Rewrite the lines below, changing every "one point per instance" to "one point for each instance" and keeping everything else the same. Leave the pictures out of your version.

-- START SUPPLIED ENTRIES --

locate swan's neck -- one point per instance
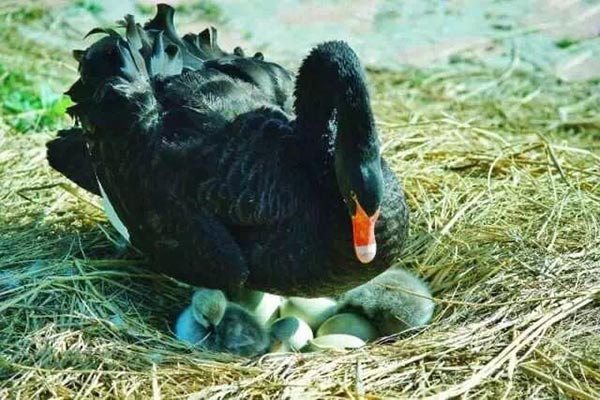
(332, 103)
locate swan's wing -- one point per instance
(247, 174)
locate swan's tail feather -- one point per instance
(115, 89)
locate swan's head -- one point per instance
(208, 307)
(361, 185)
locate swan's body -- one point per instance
(200, 155)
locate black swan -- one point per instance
(227, 173)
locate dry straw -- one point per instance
(502, 172)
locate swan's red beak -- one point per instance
(363, 233)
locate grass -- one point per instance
(502, 172)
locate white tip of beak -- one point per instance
(366, 254)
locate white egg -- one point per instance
(313, 311)
(335, 342)
(350, 324)
(297, 341)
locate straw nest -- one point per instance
(502, 172)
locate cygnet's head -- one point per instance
(208, 307)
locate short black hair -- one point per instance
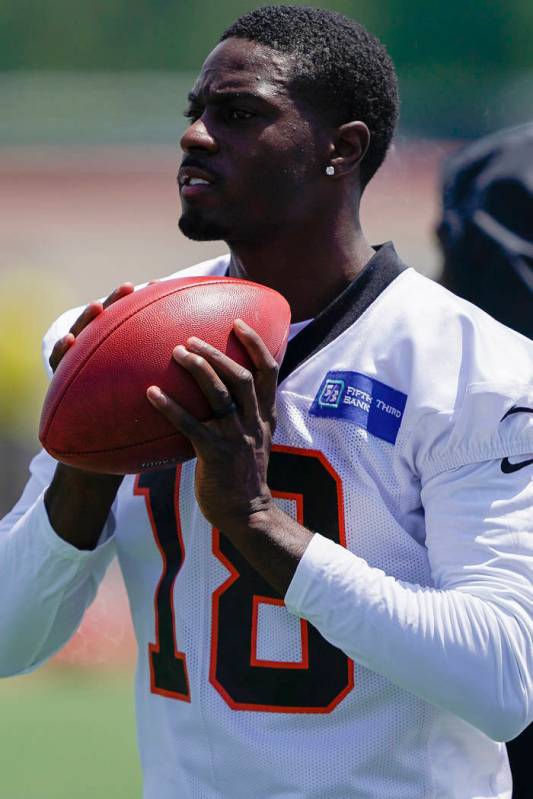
(341, 69)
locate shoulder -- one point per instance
(465, 371)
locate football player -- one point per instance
(334, 598)
(487, 241)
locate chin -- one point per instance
(201, 229)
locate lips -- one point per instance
(193, 180)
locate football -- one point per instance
(96, 415)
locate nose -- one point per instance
(197, 137)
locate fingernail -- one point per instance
(156, 396)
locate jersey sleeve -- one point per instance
(465, 643)
(45, 583)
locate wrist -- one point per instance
(78, 504)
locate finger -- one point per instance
(178, 417)
(210, 384)
(237, 378)
(60, 348)
(266, 375)
(121, 291)
(89, 313)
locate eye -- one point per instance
(192, 113)
(239, 114)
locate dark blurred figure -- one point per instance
(486, 231)
(486, 235)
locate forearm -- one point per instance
(78, 504)
(45, 586)
(272, 542)
(449, 647)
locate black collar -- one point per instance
(345, 309)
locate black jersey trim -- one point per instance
(345, 309)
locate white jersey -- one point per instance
(404, 644)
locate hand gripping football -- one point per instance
(96, 415)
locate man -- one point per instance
(487, 243)
(486, 233)
(345, 612)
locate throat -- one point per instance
(309, 286)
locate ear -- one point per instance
(349, 147)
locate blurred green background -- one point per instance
(91, 96)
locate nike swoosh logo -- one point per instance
(509, 468)
(516, 409)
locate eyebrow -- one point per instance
(220, 97)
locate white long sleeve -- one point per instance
(45, 583)
(465, 644)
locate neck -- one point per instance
(309, 267)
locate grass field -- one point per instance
(68, 733)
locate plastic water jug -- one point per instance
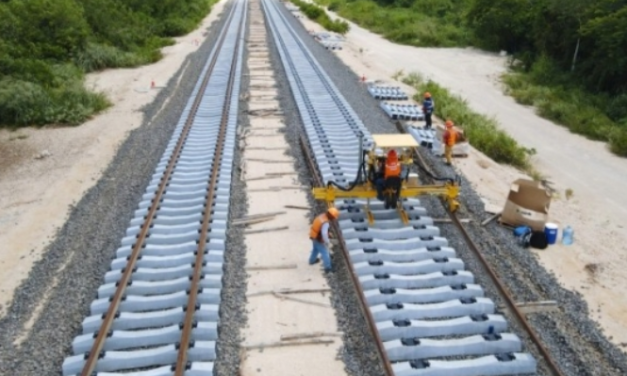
(567, 235)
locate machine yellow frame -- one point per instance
(405, 144)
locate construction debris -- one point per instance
(269, 229)
(272, 267)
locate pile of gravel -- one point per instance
(233, 300)
(83, 248)
(574, 340)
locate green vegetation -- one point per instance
(425, 23)
(318, 15)
(569, 105)
(569, 55)
(48, 45)
(482, 132)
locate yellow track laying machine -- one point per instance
(391, 189)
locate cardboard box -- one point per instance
(527, 204)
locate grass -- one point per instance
(24, 103)
(556, 99)
(482, 132)
(406, 25)
(320, 16)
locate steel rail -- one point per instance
(385, 362)
(188, 323)
(509, 300)
(102, 334)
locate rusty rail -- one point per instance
(509, 300)
(188, 323)
(317, 180)
(102, 334)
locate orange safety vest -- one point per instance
(316, 226)
(392, 169)
(450, 136)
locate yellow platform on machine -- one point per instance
(394, 141)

-- END SUPPLIED ENTRIES --

RESPONSE TO THIS EXERCISE
locate swan's neck -- one point for each instance
(332, 103)
locate swan's wing -- one point for each instance
(247, 174)
locate swan's tail feather -- one point for each instance
(115, 89)
locate swan's head -- one point for each instance
(208, 307)
(361, 185)
locate swan's body -- one point for each instance
(200, 155)
locate black swan -- one point for each instance
(227, 173)
locate dry straw -- one point for each instance
(502, 172)
locate swan's red beak -- one point for each instance
(363, 233)
locate grass -- one point for each instance
(502, 172)
locate white tip of beak -- one point for each instance
(366, 254)
locate white egg -- one point for each instance
(313, 311)
(335, 342)
(350, 324)
(297, 341)
locate straw nest -- one point for each instance
(502, 172)
locate cygnet's head -- one point for each instance
(208, 307)
locate short black hair -- one point for each instance
(341, 69)
locate shoulder -- one point for each instance
(465, 371)
locate football player -- one point for each instance
(334, 598)
(487, 241)
locate chin -- one point for each instance
(201, 229)
locate lips -- one point for each instance
(193, 180)
locate football -- one point for each instance
(96, 415)
locate nose -- one point for each instance
(197, 137)
locate fingernail -- one point for each instance
(156, 396)
locate jersey sleeve -- one point for each instance
(465, 643)
(45, 583)
locate wrist -- one point for each instance
(78, 504)
locate finger -- one point for each instance
(178, 417)
(210, 384)
(237, 378)
(60, 348)
(266, 375)
(121, 291)
(89, 313)
locate eye -- one point for each instance
(192, 113)
(239, 114)
locate dark blurred figure -- one point for each instance
(486, 231)
(486, 235)
locate forearm -- one point for each instance
(78, 504)
(45, 586)
(272, 542)
(449, 647)
locate black collar -- one point for each instance
(345, 309)
locate black jersey trim -- one point for each instance
(345, 309)
locate white jersey -- one point for each instance
(404, 644)
locate hand gripping football -- one point for each instance
(96, 415)
locate man -- one point for each instance
(487, 243)
(486, 233)
(345, 612)
locate throat -- one point for each instance
(309, 286)
locate ear -- one point for each instance
(349, 147)
locate blurred green background -- one point for each instance
(91, 96)
locate nike swoosh logo -- one point for each instance
(509, 468)
(516, 409)
locate eyebrow -- one point for each instance
(220, 97)
locate white long sleeve -- one point for each instance
(45, 583)
(465, 644)
locate neck -- one point for each instance
(309, 267)
locate grass field -- one point for each instance
(68, 733)
locate plastic water jug -- one point for each instance
(567, 235)
locate machine yellow frame -- one point for each instance
(405, 144)
locate construction debris -- one point for each instance
(269, 229)
(272, 267)
locate pile of gravel -- one point for each instance
(233, 300)
(83, 248)
(574, 340)
locate green vegetation -- one point for each instance
(425, 23)
(318, 15)
(569, 105)
(569, 55)
(48, 45)
(482, 132)
locate yellow track laying machine -- one point for each instance
(391, 189)
locate cardboard box -- one point for each instance
(527, 204)
locate grass -- one point for each instance
(24, 103)
(556, 99)
(482, 132)
(406, 25)
(320, 16)
locate steel rail -- one point for each instance
(385, 362)
(188, 323)
(509, 300)
(102, 334)
locate rusty rail -- one point for each instance
(509, 300)
(188, 323)
(317, 180)
(102, 334)
locate orange safety vest -- one point for each instance
(316, 226)
(392, 169)
(450, 136)
locate yellow platform on machine -- one point for each instance
(394, 141)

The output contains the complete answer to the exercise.